TASK DIRECTIONS
Edit the listing below so that "Sample point" becomes "Reference point" wherever it occurs, and keep every other line as it is.

Position identification records:
[BEGIN]

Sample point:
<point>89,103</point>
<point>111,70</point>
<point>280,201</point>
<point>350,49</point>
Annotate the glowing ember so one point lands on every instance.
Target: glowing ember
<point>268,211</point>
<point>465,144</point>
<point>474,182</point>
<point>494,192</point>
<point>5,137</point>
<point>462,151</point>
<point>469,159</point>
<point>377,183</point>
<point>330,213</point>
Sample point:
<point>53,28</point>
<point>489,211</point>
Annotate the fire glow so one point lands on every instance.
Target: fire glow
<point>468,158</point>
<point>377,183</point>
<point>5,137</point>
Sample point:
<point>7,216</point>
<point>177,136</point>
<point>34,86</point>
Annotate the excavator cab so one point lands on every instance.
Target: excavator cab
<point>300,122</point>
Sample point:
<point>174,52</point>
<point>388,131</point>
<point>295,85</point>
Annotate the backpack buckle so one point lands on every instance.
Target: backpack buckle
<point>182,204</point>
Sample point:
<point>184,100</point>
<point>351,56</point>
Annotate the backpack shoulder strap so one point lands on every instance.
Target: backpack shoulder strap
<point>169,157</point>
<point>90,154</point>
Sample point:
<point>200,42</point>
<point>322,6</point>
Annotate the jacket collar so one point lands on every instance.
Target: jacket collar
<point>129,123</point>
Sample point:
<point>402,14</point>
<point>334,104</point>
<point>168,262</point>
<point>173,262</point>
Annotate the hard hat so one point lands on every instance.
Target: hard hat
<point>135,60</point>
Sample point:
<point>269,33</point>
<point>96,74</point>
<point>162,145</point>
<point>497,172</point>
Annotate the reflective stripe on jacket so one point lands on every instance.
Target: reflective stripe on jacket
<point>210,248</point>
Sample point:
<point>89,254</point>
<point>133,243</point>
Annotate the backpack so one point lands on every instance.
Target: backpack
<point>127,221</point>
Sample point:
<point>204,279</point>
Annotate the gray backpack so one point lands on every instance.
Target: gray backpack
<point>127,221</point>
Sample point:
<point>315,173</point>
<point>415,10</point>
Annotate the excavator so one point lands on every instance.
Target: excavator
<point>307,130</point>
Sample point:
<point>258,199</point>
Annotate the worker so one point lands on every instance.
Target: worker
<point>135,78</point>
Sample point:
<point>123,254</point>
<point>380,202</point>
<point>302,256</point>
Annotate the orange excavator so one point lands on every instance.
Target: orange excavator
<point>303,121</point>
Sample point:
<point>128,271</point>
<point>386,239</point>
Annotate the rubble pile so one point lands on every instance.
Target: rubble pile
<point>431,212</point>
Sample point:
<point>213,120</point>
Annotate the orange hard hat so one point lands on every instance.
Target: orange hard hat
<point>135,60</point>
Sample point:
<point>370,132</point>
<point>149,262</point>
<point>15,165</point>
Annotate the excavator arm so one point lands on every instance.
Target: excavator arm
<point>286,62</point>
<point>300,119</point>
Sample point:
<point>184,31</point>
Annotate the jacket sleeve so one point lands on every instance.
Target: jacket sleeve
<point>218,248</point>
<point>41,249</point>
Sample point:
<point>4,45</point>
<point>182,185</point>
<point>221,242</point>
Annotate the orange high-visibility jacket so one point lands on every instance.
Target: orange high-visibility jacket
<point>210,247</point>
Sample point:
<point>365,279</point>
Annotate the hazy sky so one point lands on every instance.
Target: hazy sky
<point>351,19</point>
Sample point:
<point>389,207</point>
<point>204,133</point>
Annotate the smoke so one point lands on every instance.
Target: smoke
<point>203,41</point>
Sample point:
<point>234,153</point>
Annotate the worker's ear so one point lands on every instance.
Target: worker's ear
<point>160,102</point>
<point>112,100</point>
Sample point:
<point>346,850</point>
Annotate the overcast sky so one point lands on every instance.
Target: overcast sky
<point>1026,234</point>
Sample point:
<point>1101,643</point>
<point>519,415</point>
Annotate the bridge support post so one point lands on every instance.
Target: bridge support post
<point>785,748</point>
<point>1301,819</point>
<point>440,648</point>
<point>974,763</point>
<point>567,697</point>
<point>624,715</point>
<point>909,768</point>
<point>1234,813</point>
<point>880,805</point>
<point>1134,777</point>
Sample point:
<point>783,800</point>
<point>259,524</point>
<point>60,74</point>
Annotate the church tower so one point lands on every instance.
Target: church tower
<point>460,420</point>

[END]

THE RESULT
Reference point:
<point>89,103</point>
<point>111,70</point>
<point>280,201</point>
<point>350,49</point>
Annotate the glowing ember so one point lands on every instance.
Target: glowing ember
<point>268,211</point>
<point>465,144</point>
<point>474,182</point>
<point>494,192</point>
<point>5,137</point>
<point>462,151</point>
<point>469,159</point>
<point>377,183</point>
<point>330,213</point>
Reference point:
<point>53,28</point>
<point>489,211</point>
Annotate the fire glow so one point lands on every instance.
Target: fire glow
<point>468,158</point>
<point>377,183</point>
<point>5,137</point>
Reference point:
<point>7,216</point>
<point>177,136</point>
<point>34,86</point>
Annotate the excavator cab so one point lands on every instance.
Target: excavator cab
<point>300,122</point>
Reference point:
<point>174,52</point>
<point>388,131</point>
<point>295,85</point>
Annotate the backpack buckle so one point lands on every instance.
Target: backpack buckle
<point>182,204</point>
Reference point:
<point>184,100</point>
<point>351,56</point>
Annotate the backpack shoulder strap so one point lands on every instance.
Target: backpack shoulder strap
<point>169,157</point>
<point>90,154</point>
Reference point:
<point>200,42</point>
<point>322,6</point>
Annotate the jacket collar so one point lands on every instance.
Target: jacket collar
<point>129,123</point>
Reference point:
<point>402,14</point>
<point>334,104</point>
<point>168,262</point>
<point>173,262</point>
Annotate the hard hat so one point lands on every instance.
Target: hard hat
<point>135,60</point>
Reference point:
<point>269,33</point>
<point>96,74</point>
<point>162,145</point>
<point>497,172</point>
Annotate the reflective stripe on jacket so one point lands on every instance.
Target: reflective stripe on jacket
<point>210,248</point>
Reference point:
<point>89,254</point>
<point>133,243</point>
Annotate the backpack so one point lands on every instance.
Target: backpack
<point>127,221</point>
Reference point:
<point>204,279</point>
Annotate the gray backpack so one point lands on every instance.
Target: gray backpack
<point>127,221</point>
Reference point:
<point>315,173</point>
<point>415,10</point>
Annotate the excavator so one point lands on every instance.
Target: excavator
<point>307,130</point>
Reference point:
<point>258,199</point>
Annotate the worker so one point lands on every instance.
Target: worker
<point>135,78</point>
Reference point:
<point>123,254</point>
<point>380,202</point>
<point>302,256</point>
Annotate the orange excavator so one point lands on every instance.
Target: orange excavator
<point>303,121</point>
Reference point:
<point>128,271</point>
<point>386,239</point>
Annotate the rubble pile so one point lands on every instance.
Target: rubble pile
<point>431,212</point>
Reference point:
<point>213,120</point>
Annotate the orange hard hat so one point lands on every instance.
Target: orange hard hat
<point>135,60</point>
Reference point:
<point>370,132</point>
<point>149,262</point>
<point>15,165</point>
Annotate the excavator arm so one point lands on every instance.
Target: excavator arm
<point>286,62</point>
<point>300,119</point>
Reference point:
<point>184,31</point>
Annotate the jacket sleeve so one point lands on every instance.
Target: jacket sleeve
<point>218,248</point>
<point>41,249</point>
Reference point:
<point>4,45</point>
<point>182,185</point>
<point>221,242</point>
Annotate the orange high-visibility jacket so one point lands on every instance.
Target: orange high-visibility jacket
<point>210,247</point>
Reference point:
<point>365,279</point>
Annotate the hazy sky so one point lands on every instance.
Target: hazy sky
<point>351,19</point>
Reference point:
<point>389,207</point>
<point>204,133</point>
Annotate the smoke so one point lands on every instance.
Target: smoke
<point>203,41</point>
Reference point:
<point>234,153</point>
Annotate the worker's ear so one point lands on every instance.
Target: worker's ear
<point>160,102</point>
<point>112,100</point>
Reference point:
<point>346,850</point>
Annotate the overcast sky so one point lands on every instance.
Target: overcast sky
<point>1026,234</point>
Reference point:
<point>1101,643</point>
<point>519,415</point>
Annotate the bridge support post so one point lands on every instance.
Target: bridge support post
<point>785,748</point>
<point>1301,819</point>
<point>440,648</point>
<point>974,763</point>
<point>567,697</point>
<point>624,715</point>
<point>909,768</point>
<point>1234,813</point>
<point>880,805</point>
<point>1134,777</point>
Reference point:
<point>783,800</point>
<point>259,524</point>
<point>60,74</point>
Annotate the church tower so one point lands on every instance.
Target: church tower
<point>460,420</point>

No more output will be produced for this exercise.